### Условие задания
Пожалуйста, перечислите все группы дневных посетителей, названные в отрывке о кофейне, и для каждой укажите, где она обычно сидит.

### Избранный отрывок
-------------------------

Сообщений 1 страница 7 из 7

1

[Отыгрыш активен] - [13 октября 1995 года. Вечер.]
Кофейня принадлежит Андромеде Тонкс уже много лет. Раньше в помещении был книжный магазин, но мать Нимфадоры выкупила помещение. Хотя ничего кардинально менять не стала. Это вышло какое-то семейное книжное кафе. Вся мебель была деревянной, на столах букеты цветов, а на стенах свечи. В помещении постоянно царит полумрак. Тем не менее, местечко удивительно уютное. К тому же тут подают лучшее кофе в магическом Лондоне. Что уже говорить о пироженых…

0

2

Как спокойно в своей тихой гавани. Даже когда вокруг война, смерти и страх - здесь все такой же полумрак и тишина. Лишь часы на стене мирно стучат. Здесь всегда тихо днем. За столиками в углах сидят милые парочки, что-то нежно воркуя под мягкий латте с обильной пеной. Они кормят друг друга мороженным и выглядят самыми счастливыми на свете. Чуть ближе к барной стойке обычно садятся министерские чиновники - они пьют крепкий эспрессо без сахара, иногда мягко подмигивая Андромеде, чтоб налила рюмку коньяка в напиток, что чернее ночи. Возле книжных же шкафов сидят одинокие маги, которым некуда спешить. Они всегда вежливые и всегда благодарные. За хорошее отношение к себе Меда иногда угощает зачитавшегося посетителя кусочком ванильного торта со взбитыми сливками. И люди всегда возвращаются, побывав в "Серебряном колокольчике" однажды. Им нравится вкусный кофе, доброта хозяйки, и ненавязчивый запах корицы и кофейных зерен.
А по вечерам тут всегда много народу. До сих пор, не взирая на войну. Наверное, это осталось одним из самых людных мест в магическом Лондоне. Здесь все еще можно послушать интересные истории вечерами за чашечкой ирландского кофе. Или чего-нибудь покрепче (совершеннолетним, само собой).

-------------------------

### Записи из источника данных
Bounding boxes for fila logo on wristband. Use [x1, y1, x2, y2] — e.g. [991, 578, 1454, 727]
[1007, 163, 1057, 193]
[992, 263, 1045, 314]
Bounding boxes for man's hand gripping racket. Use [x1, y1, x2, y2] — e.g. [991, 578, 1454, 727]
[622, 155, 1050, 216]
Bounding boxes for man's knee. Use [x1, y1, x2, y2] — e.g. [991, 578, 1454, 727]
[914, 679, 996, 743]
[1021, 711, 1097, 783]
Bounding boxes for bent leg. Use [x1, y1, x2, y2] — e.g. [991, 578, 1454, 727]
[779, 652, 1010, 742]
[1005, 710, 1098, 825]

-------------------------

### Полное решение
- Милые парочки сидят за столиками в углах.
- Министерские чиновники обычно садятся чуть ближе к барной стойке.
- Одинокие маги, которым некуда спешить, сидят возле книжных шкафов.